▶ [Excerpt provided]
• • • •

I would say that get married is a passive construction. Confusion arises because "to marry" actually means two things: 1) The bride is marrying the groom (and vice-versa); 2) The priest or wedding officiant is marrying them both. This allows you to say "Kateřina is marrying František", and someone can ask "Who is going to marry them?", to which the reply might be "They're getting married by the local priest in the old village church". So as the priest is actively marrying Kateřina & František, they are being passively married by him/her. You could say "being married", but usage has established the get-passive form "getting married".
In the sentence "Kateřina is getting married to František", there is the invisible hand of the busy priest in there, tying them together, just as there would be in, say, "František is being chained to Kateřina" 💑⛓😏
While we're on churchy themes, I note that in older (Biblical) English there was the same reflexive dative construction as Czech. Where the fuller sentence would be "Kateřina si bere za muže Františka" (Kateřina nimmt "[sich]" František zum Mann), in Biblical English one finds: "He took unto himself a wife..."

• • • •

▶ [Source data]
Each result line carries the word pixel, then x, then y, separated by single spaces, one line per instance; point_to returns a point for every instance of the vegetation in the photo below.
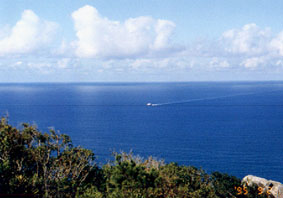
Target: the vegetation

• • • •

▶ [Exercise goal]
Print out the whole passage above on "get married" as a passive construction, word for word.

▶ [Correct answer]
I would say that get married is a passive construction. Confusion arises because "to marry" actually means two things: 1) The bride is marrying the groom (and vice-versa); 2) The priest or wedding officiant is marrying them both. This allows you to say "Kateřina is marrying František", and someone can ask "Who is going to marry them?", to which the reply might be "They're getting married by the local priest in the old village church". So as the priest is actively marrying Kateřina & František, they are being passively married by him/her. You could say "being married", but usage has established the get-passive form "getting married".
In the sentence "Kateřina is getting married to František", there is the invisible hand of the busy priest in there, tying them together, just as there would be in, say, "František is being chained to Kateřina" 💑⛓😏
While we're on churchy themes, I note that in older (Biblical) English there was the same reflexive dative construction as Czech. Where the fuller sentence would be "Kateřina si bere za muže Františka" (Kateřina nimmt "[sich]" František zum Mann), in Biblical English one finds: "He took unto himself a wife..."